Excerto de origem:
----------------

Os testemunhos de cada caso serão registados em áudio e vídeo digital, e consequentemente editados (embora com o especial cuidado de preservar a atmosfera e o ritmo de discurso do entrevistado). Para além da edição digital áudio e vídeo, os testemunhos serão transcritos, editados e revistos seguindo as metodologias de análise qualitativa típica das ciências sociais e históricas.

Logo teremos no final uma colecção de 15 vídeos, com transcrição editada associada e alguns apontamentos biográficos de enquadramento. Um vídeo sumário e final do projecto será feito para fins de apresentação.

Para além de brochuras de apoio, descritivas do projecto e dos elementos do espaço de animação cultural (inclusivé para apoio às visitas), pretende-se promover um seminário final de apresentação dos resultados do projecto e que simultaneamente reúna técnicos, animadores, historiadores e universitários interessados na temática da história empresarial, tecnológica e social das tecnologias da informação. Será uma primeira reunião especializada a promover em Portugal sobre este tema, procurando assim reforçar uma vez mais a capacidade da Região do Minho em intervir no panorama nacional dos TSI. As comunicações dessa reunião, assim como os materiais escritos (transcrições dos testemunhos) e gráficos (imagens dos materiais coleccionados) do projecto serão objecto de publicação em livro – que será pioneiro em Portugal.

No livro serão ainda incluídas as conclusões do programa desenvolvido à volta do protótipo de espaço de animação criado e das actividades e visitas associadas, procurando daí tirar ensinamentos sobre a replicação e extensão futura do conceito e formulando recomendações para tal.

A Universidade do Minho disponibiliza-se desde já para albergar no seu Museu Virtual de Informática todos os materiais do projecto – disponibilizando aí as transcrições dos testemunhos recolhidos e imagens dos materiais coleccionados, assim como informação pertinente técnica associada. Ao albergar nesse site um espaço relativo a este projecto, a Universidade do Minho dá um importante contributo para o projecto e permite manter os seus custos a um nível muito reduzido. O espaço relativo aos materiais e testemunhos das colecções do projecto será integrado no referido site, mas permitirá também o seu acesso independente e directo através de um portal específico.

----------------

Tarefas a realizar:
(1) Transcreva do excerto sobre o projeto o trecho que vai de "A Universidade do Minho disponibiliza-se" até "um portal específico.".
(2) Por favor, retome o excerto sobre o projeto e dê-lhe continuação a partir da última frase apresentada.

----------------

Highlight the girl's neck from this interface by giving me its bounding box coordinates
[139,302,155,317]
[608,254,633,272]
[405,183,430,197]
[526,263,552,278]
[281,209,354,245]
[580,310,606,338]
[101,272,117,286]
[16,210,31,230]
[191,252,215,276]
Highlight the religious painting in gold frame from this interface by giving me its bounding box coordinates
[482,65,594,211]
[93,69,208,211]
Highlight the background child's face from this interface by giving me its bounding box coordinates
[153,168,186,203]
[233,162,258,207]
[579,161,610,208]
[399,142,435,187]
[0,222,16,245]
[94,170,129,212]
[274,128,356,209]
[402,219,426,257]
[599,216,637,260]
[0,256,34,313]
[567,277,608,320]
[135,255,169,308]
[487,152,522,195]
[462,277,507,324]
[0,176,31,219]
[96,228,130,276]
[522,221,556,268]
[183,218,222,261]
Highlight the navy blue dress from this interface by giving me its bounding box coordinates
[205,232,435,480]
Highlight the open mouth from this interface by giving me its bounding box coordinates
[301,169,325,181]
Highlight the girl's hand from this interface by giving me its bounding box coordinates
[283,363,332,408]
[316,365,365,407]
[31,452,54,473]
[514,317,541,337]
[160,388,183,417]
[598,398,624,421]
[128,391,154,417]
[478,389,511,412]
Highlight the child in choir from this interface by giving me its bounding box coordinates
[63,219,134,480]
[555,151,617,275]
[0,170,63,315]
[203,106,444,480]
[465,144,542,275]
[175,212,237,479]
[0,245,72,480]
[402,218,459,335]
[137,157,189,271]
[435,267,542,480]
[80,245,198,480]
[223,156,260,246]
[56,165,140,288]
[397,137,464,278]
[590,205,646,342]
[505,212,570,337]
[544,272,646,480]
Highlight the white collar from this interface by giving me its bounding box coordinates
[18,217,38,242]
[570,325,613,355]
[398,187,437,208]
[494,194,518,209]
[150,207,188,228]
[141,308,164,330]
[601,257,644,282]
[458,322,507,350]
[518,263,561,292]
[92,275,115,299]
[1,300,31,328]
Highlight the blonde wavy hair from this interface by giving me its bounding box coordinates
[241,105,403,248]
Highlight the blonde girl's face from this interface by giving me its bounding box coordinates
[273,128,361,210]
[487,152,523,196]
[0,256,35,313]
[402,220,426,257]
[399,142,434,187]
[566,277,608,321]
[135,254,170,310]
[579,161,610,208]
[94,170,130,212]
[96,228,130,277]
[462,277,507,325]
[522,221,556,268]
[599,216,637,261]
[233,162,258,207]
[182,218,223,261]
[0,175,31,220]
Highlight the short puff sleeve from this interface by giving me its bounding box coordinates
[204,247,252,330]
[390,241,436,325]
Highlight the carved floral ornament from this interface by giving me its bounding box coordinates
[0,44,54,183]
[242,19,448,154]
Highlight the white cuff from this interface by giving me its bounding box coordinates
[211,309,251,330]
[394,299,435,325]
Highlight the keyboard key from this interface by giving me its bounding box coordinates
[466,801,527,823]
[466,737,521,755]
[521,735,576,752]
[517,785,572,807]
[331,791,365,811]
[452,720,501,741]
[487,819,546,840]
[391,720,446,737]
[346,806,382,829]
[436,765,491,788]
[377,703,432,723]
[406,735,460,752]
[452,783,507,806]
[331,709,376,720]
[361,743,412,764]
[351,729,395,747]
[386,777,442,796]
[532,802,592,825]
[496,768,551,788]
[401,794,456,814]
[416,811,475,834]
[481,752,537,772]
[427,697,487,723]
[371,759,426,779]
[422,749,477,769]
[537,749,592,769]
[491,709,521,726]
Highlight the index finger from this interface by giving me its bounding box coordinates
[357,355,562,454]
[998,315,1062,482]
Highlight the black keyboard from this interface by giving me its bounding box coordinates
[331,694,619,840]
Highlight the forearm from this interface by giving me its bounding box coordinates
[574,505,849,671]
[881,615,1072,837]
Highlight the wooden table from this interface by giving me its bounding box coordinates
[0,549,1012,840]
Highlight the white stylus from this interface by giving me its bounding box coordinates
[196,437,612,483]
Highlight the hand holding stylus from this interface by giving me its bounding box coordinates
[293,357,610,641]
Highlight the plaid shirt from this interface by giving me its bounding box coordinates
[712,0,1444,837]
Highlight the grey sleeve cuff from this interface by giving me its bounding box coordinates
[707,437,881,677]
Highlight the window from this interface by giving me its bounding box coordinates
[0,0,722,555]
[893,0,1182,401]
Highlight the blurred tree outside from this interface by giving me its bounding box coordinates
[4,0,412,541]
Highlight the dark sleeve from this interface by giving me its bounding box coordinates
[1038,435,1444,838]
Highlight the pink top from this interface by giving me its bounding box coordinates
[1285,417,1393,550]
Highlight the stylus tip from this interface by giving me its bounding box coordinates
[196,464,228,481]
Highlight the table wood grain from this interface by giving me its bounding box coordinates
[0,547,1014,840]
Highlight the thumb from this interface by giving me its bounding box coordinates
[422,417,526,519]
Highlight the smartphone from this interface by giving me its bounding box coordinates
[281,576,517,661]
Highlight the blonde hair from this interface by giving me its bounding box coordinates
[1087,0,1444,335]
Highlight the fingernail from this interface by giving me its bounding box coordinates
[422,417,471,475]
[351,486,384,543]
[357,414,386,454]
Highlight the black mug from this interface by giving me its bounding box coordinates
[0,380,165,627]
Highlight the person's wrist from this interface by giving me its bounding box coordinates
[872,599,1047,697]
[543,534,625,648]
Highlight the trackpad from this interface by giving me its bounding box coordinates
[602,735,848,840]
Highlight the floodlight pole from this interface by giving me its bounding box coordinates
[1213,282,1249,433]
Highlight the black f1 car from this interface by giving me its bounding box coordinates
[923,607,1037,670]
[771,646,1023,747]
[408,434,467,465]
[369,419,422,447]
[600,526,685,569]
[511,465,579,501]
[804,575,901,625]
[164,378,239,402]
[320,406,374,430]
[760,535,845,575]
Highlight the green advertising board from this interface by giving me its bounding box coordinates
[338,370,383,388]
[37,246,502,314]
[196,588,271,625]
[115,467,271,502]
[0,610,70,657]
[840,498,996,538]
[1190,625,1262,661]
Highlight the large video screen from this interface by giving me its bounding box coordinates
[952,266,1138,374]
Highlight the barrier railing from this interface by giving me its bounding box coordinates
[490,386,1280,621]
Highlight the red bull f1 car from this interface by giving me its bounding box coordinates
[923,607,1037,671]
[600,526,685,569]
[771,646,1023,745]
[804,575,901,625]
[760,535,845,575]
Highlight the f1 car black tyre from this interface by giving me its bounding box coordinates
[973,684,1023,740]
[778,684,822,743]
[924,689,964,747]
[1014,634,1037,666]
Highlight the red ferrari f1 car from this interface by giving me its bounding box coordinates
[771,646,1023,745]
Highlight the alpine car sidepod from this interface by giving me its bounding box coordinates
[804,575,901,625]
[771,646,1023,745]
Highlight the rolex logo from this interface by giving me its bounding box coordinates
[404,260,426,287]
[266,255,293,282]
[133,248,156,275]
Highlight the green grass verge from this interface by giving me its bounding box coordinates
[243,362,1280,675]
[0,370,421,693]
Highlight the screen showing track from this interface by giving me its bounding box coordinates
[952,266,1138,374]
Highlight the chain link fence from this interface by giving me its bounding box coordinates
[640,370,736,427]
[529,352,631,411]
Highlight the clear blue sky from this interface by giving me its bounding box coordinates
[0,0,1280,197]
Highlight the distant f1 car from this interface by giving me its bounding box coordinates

----------------

Lista de respostas:
(1)
A Universidade do Minho disponibiliza-se desde já para albergar no seu Museu Virtual de Informática todos os materiais do projecto – disponibilizando aí as transcrições dos testemunhos recolhidos e imagens dos materiais coleccionados, assim como informação pertinente técnica associada. Ao albergar nesse site um espaço relativo a este projecto, a Universidade do Minho dá um importante contributo para o projecto e permite manter os seus custos a um nível muito reduzido. O espaço relativo aos materiais e testemunhos das colecções do projecto será integrado no referido site, mas permitirá também o seu acesso independente e directo através de um portal específico.

(2)
Note-se que o referido Museu Virtual de Informática é o principal site português dedicado ao assunto e é reconhecido internacionalmente como relevante, sendo citado e linkado em praticamente todos os grandes sites internacionais relativos a esta temática. O endereço do Museu Virtual referido (mantido pelo Professor Fernandes de Almeida) é http://piano.dsi.uminho.pt/museuv e regista um significativo volume de acessos internacionais, em especial de países de língua portuguesa (mas não só).

A procura e identificação de materiais a recolher para a colecção será feita por diversas vias de sensibilização de pessoas e empresas, dentro das limitações de meios impostas pelo projecto. Algumas das acções previstas com esse objectivo são:

A identificação das pessoas a entrevistar para a colecção de testemunhos será feita com base nas sugestões e propostas feitas por especialistas do sector, cujo contacto é do conhecimento do Departamento de Sistemas de Informação da Universidade do Minho, e que apoiará o projecto na identificação desses protagonistas. Também o conhecimento pessoal do director executivo indigitado para o projecto contribuirá para esse processo de identificação e selecção de testemunhos relevantes.

O projecto terá uma imagem gráfica coerente, dinâmica, atractiva e moderna que seja usada de forma coerente e sistemática nos vários materiais documentais previstos.

No projecto não está prevista verba para a divulgação apoiada de cópias dos testemunhos gravados. No entanto essa distribuição será facilitada e incentivada, embora numa base de cobertura dos custos directos envolvidos pelo processo de cópia, reprodução e expedição.

6. Um projecto de recolha de “património cultural regional imaterial”, não um projecto de investigação

O objectivo deste projecto não pode de forma alguma ser confundido com um projecto de investigação científica. Nenhuma actividade proposta neste projecto se pode considerar como tal, embora os materiais recolhidos possam vir a viabilizar e catalizar uma importante série de estudos científicos sobre história económica, historia empresarial, histórica da tecnologia e sobre a história do desenvolvimento regional, cujo interesse para a compreensão dos fenómenos de inovação tecnológica e do desenvolvimento regional são óbvios.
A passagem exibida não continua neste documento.